EXERCISE REQUIREMENTS —
Among these entries, how many lines contain "grass"? Say the number and nothing else.
(DATA SHOWN begins)
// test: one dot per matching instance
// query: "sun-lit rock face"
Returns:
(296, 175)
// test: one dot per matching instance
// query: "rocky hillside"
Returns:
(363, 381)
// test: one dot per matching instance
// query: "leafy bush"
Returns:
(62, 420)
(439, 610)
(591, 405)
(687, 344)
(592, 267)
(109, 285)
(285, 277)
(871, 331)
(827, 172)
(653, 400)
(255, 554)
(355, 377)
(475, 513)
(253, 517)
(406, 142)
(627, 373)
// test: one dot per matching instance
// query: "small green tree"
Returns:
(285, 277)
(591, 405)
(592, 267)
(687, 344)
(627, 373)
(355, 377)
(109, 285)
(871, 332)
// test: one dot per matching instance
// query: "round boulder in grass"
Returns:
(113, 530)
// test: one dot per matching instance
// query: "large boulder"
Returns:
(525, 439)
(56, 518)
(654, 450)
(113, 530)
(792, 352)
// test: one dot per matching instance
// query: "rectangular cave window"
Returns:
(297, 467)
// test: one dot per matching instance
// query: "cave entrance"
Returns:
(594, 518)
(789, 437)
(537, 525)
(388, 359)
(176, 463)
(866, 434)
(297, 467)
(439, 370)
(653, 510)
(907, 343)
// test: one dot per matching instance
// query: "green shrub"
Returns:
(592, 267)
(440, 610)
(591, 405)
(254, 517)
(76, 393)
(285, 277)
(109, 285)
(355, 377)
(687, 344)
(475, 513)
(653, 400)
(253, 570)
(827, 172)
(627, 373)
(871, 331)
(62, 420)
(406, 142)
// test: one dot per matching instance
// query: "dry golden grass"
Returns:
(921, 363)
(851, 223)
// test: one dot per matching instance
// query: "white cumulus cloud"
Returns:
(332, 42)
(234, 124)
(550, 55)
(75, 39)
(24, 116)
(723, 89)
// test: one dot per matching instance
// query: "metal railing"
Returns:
(DATA SHOWN ends)
RESULT —
2